Transcribe verbatim the portion of the blog post on compassion and brutality that begins at the words "I must ironically" and stops after the words "for these bugs.".

EXCERPT PROVIDED:
* * * * *

I must ironically admit, I have been struggling to find the words to write this blog. The idea came to me the other night when Lady Allwinky and myself where outside by our pool enjoying good brews and good conversation. As the sky became darker and the pool water glistened, I was distracted by the site of several large bugs struggling to survive in the water. I went to rescue them with my skimmer net, while Lady Allwinky laughed about my compassion for these bugs.
The strange thing is, I would kill one of those bugs without a second thought if it had landed on my arm, or more importantly, near my beer! But, to watch it struggle for life while drowning in my pool, that's a different mind set for me. So, where's the logic in the Art of Living with Compassion and Brutality?
As a child I was intrigued by the struggle of life and death. Perhaps because it was being lived out in my living room watching the Vietnam War on television while my mother was struggling to survive her cancer. I took advantage of any situation to kill, with my gun or bow and arrow, birds, squirrels, etc. Then, one fateful Saturday morning in the woods while quail hunting with my dad, I looked the struggle between life and death square in the eyes of a dying quail. I winged it and it fell into a creek bed. I followed the dogs to find it. It had fallen into the water and was struggling to catch its breath and trying to fly away but couldn't. I picked it up as it flopped around in my hands. I felt compassion and sorrow. That is when my dad caught up with me and said, "Good shot!", while he proceeded to wring off the quails head to end its struggle. That is the last time I went quail hunting.

* * * * *

DATASET ENTRIES:
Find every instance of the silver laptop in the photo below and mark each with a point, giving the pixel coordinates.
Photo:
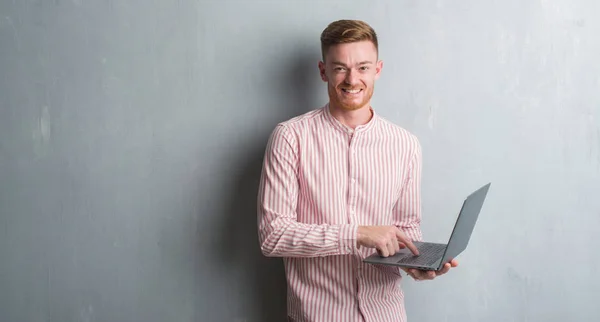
(433, 256)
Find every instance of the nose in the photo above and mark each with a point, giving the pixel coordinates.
(351, 78)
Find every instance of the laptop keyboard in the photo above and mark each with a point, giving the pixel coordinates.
(428, 254)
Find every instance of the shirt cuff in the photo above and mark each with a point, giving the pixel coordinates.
(348, 234)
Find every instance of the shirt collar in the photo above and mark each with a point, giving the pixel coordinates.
(346, 129)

* * * * *

SOLUTION TO THIS EXERCISE:
I must ironically admit, I have been struggling to find the words to write this blog. The idea came to me the other night when Lady Allwinky and myself where outside by our pool enjoying good brews and good conversation. As the sky became darker and the pool water glistened, I was distracted by the site of several large bugs struggling to survive in the water. I went to rescue them with my skimmer net, while Lady Allwinky laughed about my compassion for these bugs.